◆ Exercise
Every line below that has the string "path" needs to be copied.

◆ Data
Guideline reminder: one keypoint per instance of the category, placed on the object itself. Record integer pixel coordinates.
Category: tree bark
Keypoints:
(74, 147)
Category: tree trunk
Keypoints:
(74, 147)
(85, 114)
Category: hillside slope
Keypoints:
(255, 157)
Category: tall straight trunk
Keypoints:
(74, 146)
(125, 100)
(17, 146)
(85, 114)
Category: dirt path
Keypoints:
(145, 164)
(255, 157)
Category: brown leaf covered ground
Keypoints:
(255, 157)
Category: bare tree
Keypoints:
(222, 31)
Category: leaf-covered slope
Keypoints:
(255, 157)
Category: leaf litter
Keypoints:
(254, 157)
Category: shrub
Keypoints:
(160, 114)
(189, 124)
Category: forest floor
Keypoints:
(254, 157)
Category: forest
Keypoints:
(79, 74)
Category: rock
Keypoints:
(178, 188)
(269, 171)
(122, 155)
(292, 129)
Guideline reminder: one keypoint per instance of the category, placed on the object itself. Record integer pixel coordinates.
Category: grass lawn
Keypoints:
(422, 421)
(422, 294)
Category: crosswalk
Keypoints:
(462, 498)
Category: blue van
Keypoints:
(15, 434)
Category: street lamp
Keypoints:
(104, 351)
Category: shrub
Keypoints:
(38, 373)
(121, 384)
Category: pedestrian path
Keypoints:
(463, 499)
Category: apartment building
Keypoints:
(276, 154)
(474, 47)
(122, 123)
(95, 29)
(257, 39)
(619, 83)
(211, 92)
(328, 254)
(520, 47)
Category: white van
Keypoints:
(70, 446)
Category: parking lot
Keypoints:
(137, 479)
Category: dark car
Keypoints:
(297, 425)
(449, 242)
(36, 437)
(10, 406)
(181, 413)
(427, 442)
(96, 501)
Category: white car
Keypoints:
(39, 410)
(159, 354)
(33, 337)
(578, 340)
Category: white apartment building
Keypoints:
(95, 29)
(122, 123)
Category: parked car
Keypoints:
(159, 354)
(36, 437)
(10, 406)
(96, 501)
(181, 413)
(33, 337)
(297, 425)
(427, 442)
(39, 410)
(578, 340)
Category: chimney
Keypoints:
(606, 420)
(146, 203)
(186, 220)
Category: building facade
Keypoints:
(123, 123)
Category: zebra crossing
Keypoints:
* * *
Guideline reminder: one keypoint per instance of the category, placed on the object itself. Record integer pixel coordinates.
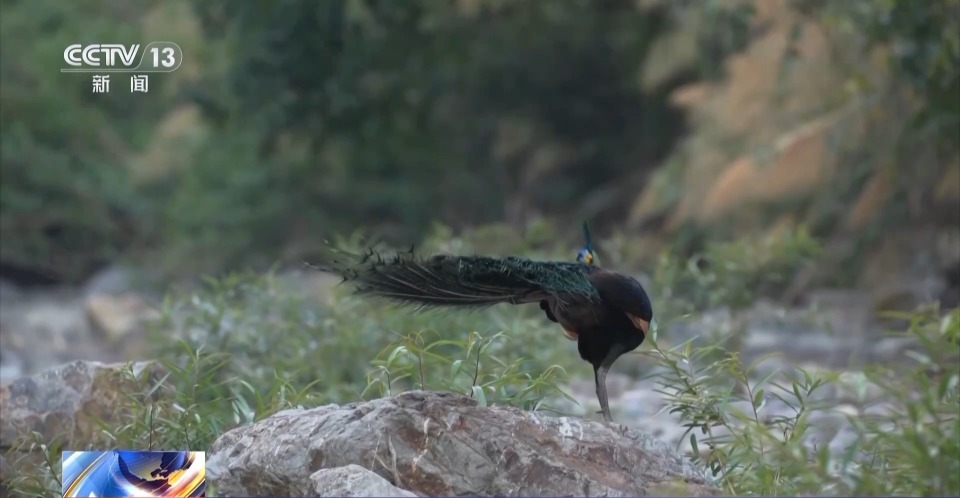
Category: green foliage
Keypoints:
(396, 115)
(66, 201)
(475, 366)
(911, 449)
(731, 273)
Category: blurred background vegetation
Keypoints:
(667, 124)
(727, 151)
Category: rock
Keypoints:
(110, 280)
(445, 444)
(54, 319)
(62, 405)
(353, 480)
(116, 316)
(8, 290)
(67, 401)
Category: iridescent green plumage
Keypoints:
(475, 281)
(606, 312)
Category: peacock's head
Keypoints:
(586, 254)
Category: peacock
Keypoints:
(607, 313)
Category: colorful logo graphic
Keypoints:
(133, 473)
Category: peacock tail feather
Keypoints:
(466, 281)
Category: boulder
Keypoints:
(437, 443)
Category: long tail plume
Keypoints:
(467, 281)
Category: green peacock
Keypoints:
==
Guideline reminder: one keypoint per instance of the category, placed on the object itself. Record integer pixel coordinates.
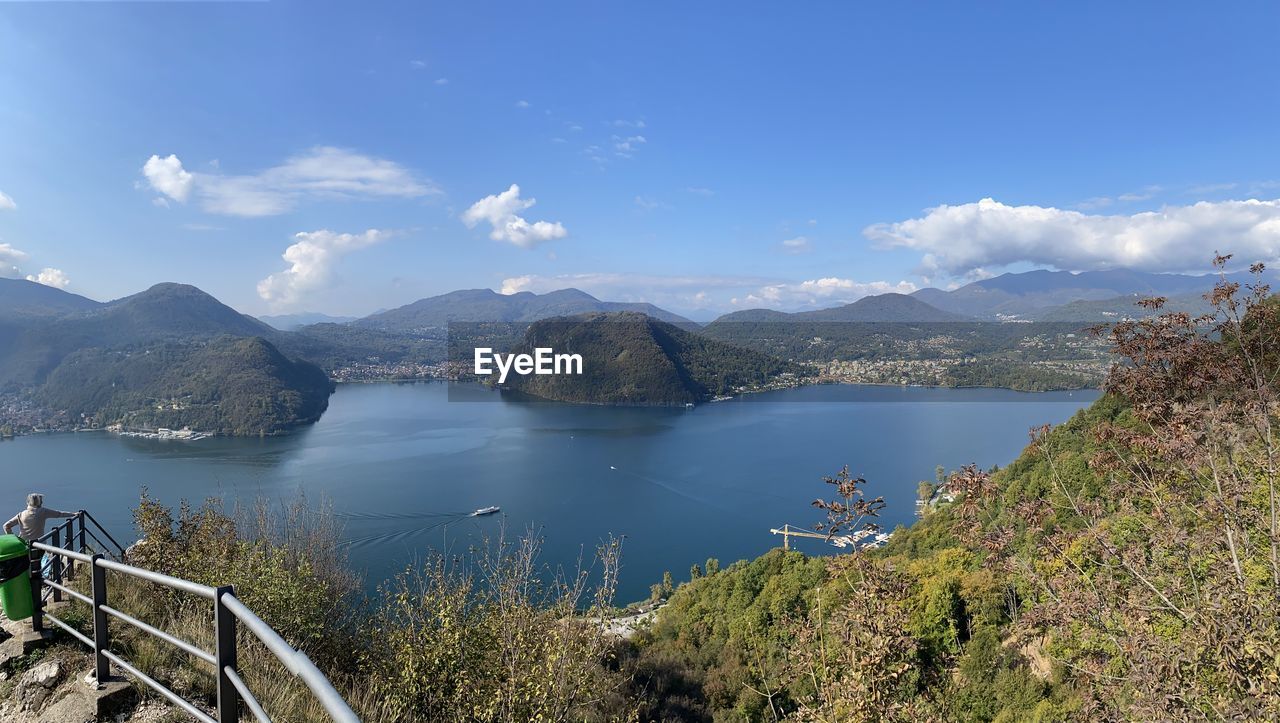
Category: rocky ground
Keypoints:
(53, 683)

◆ Answer to the exercise
Category: dirt path
Category: pedestrian path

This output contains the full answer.